◆ PROBLEM
Set down the lines of the data exactly, starting at the first and stopping after the line containing "Target: woman's elbow".

◆ STUDY MATERIAL
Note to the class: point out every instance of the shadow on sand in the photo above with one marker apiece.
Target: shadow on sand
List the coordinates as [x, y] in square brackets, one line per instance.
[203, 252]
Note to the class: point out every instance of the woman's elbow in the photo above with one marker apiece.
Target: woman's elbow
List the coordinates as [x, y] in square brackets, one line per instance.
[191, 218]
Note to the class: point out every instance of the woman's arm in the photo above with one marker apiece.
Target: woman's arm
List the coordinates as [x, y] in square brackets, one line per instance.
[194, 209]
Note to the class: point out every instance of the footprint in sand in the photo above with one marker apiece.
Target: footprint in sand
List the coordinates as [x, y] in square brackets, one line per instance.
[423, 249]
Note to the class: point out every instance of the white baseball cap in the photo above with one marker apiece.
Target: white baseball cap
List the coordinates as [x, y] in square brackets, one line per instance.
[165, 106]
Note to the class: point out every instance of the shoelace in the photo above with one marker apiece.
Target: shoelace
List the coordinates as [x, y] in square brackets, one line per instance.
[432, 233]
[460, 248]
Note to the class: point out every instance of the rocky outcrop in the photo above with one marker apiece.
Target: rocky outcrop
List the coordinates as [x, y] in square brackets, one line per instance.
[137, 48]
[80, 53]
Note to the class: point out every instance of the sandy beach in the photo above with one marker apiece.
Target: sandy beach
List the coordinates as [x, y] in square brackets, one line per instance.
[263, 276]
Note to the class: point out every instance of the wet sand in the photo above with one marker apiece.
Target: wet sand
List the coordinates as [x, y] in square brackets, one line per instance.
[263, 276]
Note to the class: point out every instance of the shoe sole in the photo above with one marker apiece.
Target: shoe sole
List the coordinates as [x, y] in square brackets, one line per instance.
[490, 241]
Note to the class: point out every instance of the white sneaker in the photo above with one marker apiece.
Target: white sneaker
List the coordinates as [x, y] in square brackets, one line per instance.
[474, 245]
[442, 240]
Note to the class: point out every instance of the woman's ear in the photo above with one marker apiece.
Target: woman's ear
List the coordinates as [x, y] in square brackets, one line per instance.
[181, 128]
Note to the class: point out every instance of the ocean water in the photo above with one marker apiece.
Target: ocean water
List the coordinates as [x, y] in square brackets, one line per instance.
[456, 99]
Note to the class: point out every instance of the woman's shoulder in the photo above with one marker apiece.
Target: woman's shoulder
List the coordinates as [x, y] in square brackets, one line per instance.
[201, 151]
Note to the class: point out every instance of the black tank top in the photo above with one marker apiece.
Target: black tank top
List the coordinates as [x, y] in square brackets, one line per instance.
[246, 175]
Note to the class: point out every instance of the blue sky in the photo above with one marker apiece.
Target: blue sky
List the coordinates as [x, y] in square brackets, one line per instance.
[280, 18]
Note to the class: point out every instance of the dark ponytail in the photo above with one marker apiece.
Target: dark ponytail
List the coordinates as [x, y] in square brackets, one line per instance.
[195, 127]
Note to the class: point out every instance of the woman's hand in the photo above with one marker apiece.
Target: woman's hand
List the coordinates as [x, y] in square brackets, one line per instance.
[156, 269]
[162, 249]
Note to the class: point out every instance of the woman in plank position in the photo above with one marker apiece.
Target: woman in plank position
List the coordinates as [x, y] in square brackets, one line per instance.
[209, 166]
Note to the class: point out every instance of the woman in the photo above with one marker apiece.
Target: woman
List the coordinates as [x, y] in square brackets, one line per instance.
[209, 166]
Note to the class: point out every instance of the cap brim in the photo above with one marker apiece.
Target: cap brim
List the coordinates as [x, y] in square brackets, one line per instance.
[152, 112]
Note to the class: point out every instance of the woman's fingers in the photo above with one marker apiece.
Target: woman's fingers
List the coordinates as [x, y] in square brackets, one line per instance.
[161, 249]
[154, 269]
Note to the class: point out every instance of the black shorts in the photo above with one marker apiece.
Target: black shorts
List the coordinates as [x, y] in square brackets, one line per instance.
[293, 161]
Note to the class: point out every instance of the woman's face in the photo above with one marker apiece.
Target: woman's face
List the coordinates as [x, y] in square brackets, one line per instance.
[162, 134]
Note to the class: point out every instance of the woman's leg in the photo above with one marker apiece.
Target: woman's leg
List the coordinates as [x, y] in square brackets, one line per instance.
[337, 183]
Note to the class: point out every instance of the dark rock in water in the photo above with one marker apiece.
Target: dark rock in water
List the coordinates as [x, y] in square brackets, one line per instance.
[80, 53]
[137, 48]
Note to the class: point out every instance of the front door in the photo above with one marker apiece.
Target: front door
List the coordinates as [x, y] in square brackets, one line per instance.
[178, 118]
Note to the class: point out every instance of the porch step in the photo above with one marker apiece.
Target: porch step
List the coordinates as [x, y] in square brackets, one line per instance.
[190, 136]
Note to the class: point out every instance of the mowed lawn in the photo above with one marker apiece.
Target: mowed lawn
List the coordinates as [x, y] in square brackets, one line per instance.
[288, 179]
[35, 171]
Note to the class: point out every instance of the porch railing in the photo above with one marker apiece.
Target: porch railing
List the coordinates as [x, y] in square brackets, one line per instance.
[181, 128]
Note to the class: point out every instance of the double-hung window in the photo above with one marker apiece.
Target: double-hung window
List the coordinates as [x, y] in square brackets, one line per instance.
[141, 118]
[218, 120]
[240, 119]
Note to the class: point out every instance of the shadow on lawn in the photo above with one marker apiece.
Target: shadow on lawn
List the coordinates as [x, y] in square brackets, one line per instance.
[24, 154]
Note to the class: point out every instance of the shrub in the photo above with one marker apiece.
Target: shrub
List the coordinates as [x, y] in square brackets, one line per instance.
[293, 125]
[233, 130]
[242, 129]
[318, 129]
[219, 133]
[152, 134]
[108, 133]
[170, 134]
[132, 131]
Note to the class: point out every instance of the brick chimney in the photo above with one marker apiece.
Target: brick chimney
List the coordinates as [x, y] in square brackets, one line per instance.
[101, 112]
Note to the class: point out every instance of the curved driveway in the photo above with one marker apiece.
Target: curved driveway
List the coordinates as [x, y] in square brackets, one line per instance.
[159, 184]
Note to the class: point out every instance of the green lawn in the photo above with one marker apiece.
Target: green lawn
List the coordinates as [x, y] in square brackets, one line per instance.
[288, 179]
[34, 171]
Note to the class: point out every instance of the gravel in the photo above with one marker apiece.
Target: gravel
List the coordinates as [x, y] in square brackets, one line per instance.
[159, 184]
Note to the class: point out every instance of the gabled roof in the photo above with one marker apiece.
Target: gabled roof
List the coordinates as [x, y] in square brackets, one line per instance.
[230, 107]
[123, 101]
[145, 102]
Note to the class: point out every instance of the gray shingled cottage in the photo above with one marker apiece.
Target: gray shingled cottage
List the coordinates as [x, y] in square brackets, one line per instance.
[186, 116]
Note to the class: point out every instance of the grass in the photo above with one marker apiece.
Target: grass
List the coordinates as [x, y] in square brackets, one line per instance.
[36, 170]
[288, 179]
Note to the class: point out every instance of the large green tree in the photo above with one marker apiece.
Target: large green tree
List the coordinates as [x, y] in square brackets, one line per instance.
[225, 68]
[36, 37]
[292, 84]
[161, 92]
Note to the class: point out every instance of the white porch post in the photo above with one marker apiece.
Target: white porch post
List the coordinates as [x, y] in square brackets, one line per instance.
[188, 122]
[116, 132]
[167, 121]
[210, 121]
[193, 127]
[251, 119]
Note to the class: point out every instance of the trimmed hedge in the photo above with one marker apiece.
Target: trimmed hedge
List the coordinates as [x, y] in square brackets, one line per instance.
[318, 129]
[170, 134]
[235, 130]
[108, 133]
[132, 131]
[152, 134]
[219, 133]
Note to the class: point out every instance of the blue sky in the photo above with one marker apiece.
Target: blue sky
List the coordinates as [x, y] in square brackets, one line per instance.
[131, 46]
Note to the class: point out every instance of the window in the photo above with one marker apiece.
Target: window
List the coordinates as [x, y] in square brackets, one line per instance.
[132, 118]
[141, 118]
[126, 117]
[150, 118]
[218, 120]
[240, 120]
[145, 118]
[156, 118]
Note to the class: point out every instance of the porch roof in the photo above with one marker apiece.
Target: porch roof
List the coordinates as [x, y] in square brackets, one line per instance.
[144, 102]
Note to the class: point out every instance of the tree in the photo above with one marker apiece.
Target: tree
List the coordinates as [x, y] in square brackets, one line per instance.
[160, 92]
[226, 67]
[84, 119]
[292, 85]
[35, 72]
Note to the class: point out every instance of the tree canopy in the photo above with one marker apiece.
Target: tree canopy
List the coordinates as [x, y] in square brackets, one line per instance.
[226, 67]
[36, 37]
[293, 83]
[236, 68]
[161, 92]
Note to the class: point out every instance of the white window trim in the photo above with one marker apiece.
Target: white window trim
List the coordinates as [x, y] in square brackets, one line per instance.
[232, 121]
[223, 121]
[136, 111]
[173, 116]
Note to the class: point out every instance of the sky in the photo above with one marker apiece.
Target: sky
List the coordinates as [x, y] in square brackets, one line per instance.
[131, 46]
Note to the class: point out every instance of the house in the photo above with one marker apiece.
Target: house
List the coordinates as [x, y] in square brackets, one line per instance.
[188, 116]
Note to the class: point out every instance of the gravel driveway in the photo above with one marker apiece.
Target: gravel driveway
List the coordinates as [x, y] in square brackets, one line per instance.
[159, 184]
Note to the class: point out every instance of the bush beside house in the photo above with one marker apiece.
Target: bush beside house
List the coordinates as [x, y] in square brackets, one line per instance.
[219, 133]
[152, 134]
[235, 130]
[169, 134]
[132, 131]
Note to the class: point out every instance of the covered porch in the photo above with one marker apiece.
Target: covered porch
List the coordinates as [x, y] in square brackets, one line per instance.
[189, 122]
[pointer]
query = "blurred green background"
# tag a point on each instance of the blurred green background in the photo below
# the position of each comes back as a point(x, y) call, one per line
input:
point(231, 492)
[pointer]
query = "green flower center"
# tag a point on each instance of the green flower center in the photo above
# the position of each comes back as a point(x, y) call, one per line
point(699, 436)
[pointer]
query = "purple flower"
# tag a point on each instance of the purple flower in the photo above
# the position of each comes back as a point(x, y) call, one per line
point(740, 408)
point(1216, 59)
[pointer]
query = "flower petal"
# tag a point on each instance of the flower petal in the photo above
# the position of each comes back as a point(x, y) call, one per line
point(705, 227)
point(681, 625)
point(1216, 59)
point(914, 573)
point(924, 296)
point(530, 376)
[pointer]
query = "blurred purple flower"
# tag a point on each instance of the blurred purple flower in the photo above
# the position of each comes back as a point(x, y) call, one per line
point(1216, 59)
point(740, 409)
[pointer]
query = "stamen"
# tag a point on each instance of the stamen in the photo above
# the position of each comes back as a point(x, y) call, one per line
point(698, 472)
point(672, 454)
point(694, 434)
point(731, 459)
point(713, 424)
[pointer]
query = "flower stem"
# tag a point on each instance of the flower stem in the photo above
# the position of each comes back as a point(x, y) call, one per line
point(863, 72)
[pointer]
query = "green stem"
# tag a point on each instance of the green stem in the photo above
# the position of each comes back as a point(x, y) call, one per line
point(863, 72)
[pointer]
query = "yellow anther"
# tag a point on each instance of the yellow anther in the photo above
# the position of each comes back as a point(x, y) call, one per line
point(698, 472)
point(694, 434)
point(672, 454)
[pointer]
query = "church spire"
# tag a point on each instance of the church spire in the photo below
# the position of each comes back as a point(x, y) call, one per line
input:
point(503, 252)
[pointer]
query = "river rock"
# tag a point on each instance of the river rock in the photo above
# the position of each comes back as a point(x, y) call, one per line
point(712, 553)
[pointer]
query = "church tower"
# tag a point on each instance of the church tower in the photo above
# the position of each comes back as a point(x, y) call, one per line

◆ ANSWER TO THE PROBLEM
Note to the class: point out every instance of the shadow on sand in the photo above with one marker apiece.
Target: shadow on sand
List the coordinates as [x, y] in square brackets, one line per instance.
[203, 252]
Note to the class: point out every instance of the woman's elbow in the photo above with one marker apiece.
Target: woman's elbow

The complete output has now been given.